**To do:**
• 1. In the article on the Katla volcano, condense the paragraph beginning "In September, Katla again stirred into life" into a short bulleted list that keeps its main facts.
• 2. Write the next part of the article on the Katla volcano, picking up after its final sentence.

**Quoted passage:**
Iceland's huge volcano Katla is stirring into life after tell-tale signs of the potential for an eruption were monitored by observers.
A harmonic tremor has been recorded for two days and small earthquakes have been confirmed at the volcano by the Icelandic Met Office this morning.
It is highly unusual for an eruption in Iceland to occur in the middle of winter but the early indications show Katla is building up power. Experts are unclear as to whether it is water or magma that is causing this week's sudden increase in activity and the seismic recordings are currently lower than when the volcano first showed signs of a minor eruption last July.
In September, Katla again stirred into life with a harmonic tremor and earthquakes in the volcano's caldera - its magma chamber. Katla, which has not experienced a significant eruption for 93 years, is the second largest volcano on Iceland and the consequences of a major eruption will be felt across Europe.

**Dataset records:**
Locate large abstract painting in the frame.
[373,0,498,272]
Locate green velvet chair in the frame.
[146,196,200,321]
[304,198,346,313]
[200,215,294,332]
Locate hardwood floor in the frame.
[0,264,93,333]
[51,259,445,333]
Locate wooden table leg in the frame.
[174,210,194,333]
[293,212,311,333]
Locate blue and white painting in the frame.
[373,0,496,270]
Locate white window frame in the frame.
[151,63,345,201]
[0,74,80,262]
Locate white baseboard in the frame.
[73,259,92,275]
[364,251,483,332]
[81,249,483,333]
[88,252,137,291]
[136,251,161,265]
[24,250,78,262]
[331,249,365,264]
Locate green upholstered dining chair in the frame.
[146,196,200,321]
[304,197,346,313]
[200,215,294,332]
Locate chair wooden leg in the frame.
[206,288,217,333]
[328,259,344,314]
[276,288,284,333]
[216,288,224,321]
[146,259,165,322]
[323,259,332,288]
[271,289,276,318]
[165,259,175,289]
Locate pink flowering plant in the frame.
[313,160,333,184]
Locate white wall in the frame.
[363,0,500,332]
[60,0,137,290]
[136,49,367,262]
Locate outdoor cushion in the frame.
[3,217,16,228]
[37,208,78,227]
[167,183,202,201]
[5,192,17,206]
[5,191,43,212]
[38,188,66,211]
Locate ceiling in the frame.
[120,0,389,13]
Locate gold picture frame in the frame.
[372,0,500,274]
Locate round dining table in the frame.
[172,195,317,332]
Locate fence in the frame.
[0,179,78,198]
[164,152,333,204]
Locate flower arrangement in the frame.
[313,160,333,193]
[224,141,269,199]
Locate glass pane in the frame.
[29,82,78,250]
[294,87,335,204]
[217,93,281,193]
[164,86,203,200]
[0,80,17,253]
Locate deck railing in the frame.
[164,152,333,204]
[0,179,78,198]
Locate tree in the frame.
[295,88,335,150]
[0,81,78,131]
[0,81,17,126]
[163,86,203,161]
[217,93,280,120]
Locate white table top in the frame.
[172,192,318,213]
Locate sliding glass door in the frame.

**Exercise results:**
• 1.
- In September, Katla showed a harmonic tremor and earthquakes in its caldera, or magma chamber.
- The volcano has not had a significant eruption for 93 years.
- It is the second largest volcano on Iceland.
- A major eruption would have consequences felt across Europe.

• 2.
In 2010, the country's president Ólafur Grímsson warned "the time for Katla to erupt is coming close, Iceland has prepared and it is high time for European governments and airline authorities all over Europe and the world to start planning for the eventual Katla eruption". It is believed Katla, named after a vindictive troll of Viking folklore, has the potential to be much stronger and disruptive than the last two Icelandic volcanic eruptions that caused chaos across Europe's air space, grounding flights and closing airports.
Katla is much larger than its neighboring Eyjafjallajokull – which erupted in 2010 - with a magma chamber about 10 times the size. Volcanologists warn that if Katla does erupt, the combination of the magma and the large ice sheet covering the volcano could lead to explosive activity and an ash plume for weeks, if not months.